--- DATA TO PROCESS ---

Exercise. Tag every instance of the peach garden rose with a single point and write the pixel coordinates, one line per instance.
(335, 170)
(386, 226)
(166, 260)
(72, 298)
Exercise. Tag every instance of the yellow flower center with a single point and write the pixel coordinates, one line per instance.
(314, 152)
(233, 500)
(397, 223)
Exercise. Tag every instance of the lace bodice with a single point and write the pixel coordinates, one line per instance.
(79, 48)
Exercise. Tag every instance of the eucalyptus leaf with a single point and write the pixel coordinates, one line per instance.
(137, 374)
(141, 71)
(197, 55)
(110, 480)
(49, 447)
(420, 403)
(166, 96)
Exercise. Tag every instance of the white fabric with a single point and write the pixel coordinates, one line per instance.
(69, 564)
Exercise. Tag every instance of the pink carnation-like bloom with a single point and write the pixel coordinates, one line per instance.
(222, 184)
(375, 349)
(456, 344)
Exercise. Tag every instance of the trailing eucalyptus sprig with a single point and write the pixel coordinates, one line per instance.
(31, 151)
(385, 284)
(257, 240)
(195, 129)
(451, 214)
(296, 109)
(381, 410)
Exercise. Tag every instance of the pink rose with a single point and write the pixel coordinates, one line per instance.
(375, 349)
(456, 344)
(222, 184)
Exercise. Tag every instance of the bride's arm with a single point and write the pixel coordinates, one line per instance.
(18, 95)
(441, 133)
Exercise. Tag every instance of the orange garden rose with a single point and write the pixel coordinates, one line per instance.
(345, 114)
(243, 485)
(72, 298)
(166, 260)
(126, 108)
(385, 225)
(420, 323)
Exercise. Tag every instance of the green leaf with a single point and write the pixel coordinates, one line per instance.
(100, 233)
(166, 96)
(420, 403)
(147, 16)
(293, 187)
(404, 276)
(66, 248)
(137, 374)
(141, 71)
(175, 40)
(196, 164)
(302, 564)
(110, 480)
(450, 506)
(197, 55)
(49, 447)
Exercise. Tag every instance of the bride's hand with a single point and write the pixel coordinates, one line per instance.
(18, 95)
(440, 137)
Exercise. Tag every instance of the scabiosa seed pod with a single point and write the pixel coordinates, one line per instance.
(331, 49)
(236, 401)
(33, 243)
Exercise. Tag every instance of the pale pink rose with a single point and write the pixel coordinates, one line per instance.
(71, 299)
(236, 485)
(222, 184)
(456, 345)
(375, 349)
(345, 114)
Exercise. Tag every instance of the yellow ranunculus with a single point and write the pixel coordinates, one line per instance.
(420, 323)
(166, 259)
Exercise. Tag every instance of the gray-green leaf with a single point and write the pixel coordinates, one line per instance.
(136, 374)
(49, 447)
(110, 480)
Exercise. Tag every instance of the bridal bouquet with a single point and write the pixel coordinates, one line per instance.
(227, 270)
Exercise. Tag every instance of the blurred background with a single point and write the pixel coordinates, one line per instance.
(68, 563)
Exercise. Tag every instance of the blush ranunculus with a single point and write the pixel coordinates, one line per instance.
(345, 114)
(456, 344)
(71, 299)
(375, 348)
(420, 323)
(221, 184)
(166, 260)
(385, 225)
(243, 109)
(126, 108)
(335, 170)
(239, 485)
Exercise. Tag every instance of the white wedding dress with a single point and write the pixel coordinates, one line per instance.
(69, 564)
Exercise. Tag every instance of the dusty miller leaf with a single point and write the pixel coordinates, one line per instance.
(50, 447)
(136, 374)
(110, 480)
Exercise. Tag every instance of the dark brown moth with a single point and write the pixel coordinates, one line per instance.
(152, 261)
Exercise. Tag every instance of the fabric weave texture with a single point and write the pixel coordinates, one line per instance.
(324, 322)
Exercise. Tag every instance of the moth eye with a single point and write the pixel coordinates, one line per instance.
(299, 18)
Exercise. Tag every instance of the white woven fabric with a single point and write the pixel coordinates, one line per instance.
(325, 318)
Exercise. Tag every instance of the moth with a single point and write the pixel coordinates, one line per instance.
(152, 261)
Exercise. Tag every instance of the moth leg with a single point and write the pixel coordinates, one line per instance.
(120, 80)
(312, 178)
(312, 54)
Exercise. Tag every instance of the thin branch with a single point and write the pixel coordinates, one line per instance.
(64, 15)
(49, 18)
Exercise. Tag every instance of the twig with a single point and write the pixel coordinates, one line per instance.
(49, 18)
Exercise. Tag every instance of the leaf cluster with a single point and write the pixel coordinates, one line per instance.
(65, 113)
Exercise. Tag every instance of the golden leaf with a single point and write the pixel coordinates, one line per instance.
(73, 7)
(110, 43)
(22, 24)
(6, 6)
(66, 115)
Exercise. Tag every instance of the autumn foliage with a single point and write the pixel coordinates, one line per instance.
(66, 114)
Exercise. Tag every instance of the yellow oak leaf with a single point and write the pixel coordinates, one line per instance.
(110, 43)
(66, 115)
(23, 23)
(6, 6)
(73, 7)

---

(WHAT IS NEEDED) All of the entries should be repeated word for word.

(RESPONSE BELOW)
Exercise. Tag every instance of the peach garden rose with a single point and write the pixel coordinates, one line per instance.
(335, 170)
(386, 226)
(166, 260)
(72, 298)
Exercise. Tag every instance of the yellow flower center with a single point and write the pixel coordinates, one line per instance.
(314, 152)
(233, 500)
(397, 223)
Exercise. Tag every instance of the lace bodice with a single point and write the pixel coordinates, one line per instance.
(79, 48)
Exercise. Tag every instance of the eucalyptus leaf with a single point and write the pixel coordinates, one line per instance.
(137, 374)
(141, 71)
(197, 55)
(110, 480)
(49, 447)
(420, 403)
(166, 96)
Exercise. Tag every instance of the white fabric with a single point and write the pixel coordinates, one line per instance.
(69, 564)
Exercise. Tag every instance of the pink carnation-like bloom with a single point and write the pixel coordinates, one line per instance.
(222, 184)
(375, 349)
(456, 344)
Exercise. Tag every instance of the trailing eucalyptus sprig with a single point and write the pixel coordinates, one line per instance.
(31, 151)
(385, 284)
(257, 240)
(195, 129)
(451, 214)
(296, 109)
(381, 410)
Exercise. Tag every instance of the pink rose with a single point and write the pixel coordinates, one line per instance.
(375, 349)
(456, 344)
(222, 184)
Exercise. Tag every instance of the bride's arm with a single point and write the pixel coordinates, one line per instance.
(18, 95)
(441, 133)
Exercise. Tag every instance of the orange garden rose with a single point and write the pixel coordinates, one line per instance.
(345, 114)
(243, 485)
(72, 298)
(166, 260)
(126, 108)
(385, 225)
(420, 323)
Exercise. Tag every instance of the green leaf with a single point and write the pixel coordinates, one line per instance.
(100, 233)
(166, 96)
(420, 403)
(147, 16)
(293, 187)
(404, 276)
(66, 248)
(137, 374)
(141, 71)
(175, 40)
(196, 164)
(302, 564)
(110, 480)
(450, 506)
(197, 55)
(49, 447)
Exercise. Tag every instance of the bride's hand with a single point and write the pixel coordinates, one line per instance.
(18, 95)
(440, 137)
Exercise. Tag every instance of the scabiosa seed pod with a single point and write the pixel coordinates, one line per instance.
(331, 49)
(236, 401)
(33, 243)
Exercise. Tag every instance of the pale pink rose with a single point and write the pixel coordinates, one line per instance.
(71, 299)
(236, 485)
(222, 184)
(456, 345)
(375, 349)
(345, 114)
Exercise. Tag every instance of the yellow ranunculus with a single point and write the pixel coordinates, one line per instance.
(420, 323)
(166, 259)
Exercise. Tag every instance of the gray-green leaf with a single point and write the pixel coordinates, one line per instance.
(136, 374)
(49, 447)
(110, 480)
Exercise. Tag every instance of the bridal bouquet with a single point and write the pixel coordinates, one line per instance.
(227, 270)
Exercise. Tag every instance of the blurred background with a single point and write the pixel coordinates, one line per instance.
(68, 563)
Exercise. Tag every instance of the blush ranunculus with a single point and write the pixel coordinates, one line per instance.
(345, 114)
(456, 344)
(71, 299)
(375, 348)
(420, 323)
(221, 184)
(166, 260)
(385, 225)
(243, 109)
(126, 108)
(335, 170)
(239, 485)
Exercise. Tag every instance of the white wedding dress with a single point and write the pixel coordinates, one line per instance.
(69, 564)
Exercise. Tag every instance of the dusty miller leaf with a single point and write the pixel coordinates, one line per instance.
(50, 447)
(136, 374)
(110, 480)
Exercise. Tag every instance of the dark brown moth with a single point and write the pixel coordinates, one line per instance.
(152, 261)
Exercise. Tag every instance of the fabric weave texture with a single point and write the pixel coordinates, one line per instance.
(324, 322)
Exercise. Tag every instance of the moth eye with a single point and write the pixel coordinates, one line per instance.
(299, 18)
Exercise. Tag every instance of the white woven fabric with a single point and write the pixel coordinates, one line per instance.
(325, 318)
Exercise. Tag every instance of the moth with a single point and write the pixel coordinates, one line per instance.
(152, 261)
Exercise. Tag every instance of the moth leg with a single point and write the pixel coordinates, one line per instance.
(120, 80)
(312, 178)
(312, 54)
Exercise. Tag every instance of the thin branch with a single point and write the pixel coordinates, one line per instance.
(64, 15)
(49, 18)
Exercise. Tag every instance of the twig with a single point and write the pixel coordinates, one line per instance.
(49, 18)
Exercise. Tag every instance of the leaf cluster with a single point and write the pixel coordinates, one line per instance.
(65, 113)
Exercise. Tag every instance of the golden leaf with a single point and write the pixel coordinates, one line per instance.
(73, 7)
(110, 43)
(22, 24)
(6, 6)
(66, 115)
Exercise. Tag every instance of the autumn foliage with a single point and write the pixel coordinates, one line per instance.
(66, 114)
Exercise. Tag every instance of the yellow oak leaf with a single point and write the pixel coordinates, one line per instance.
(110, 43)
(66, 115)
(23, 23)
(6, 6)
(73, 7)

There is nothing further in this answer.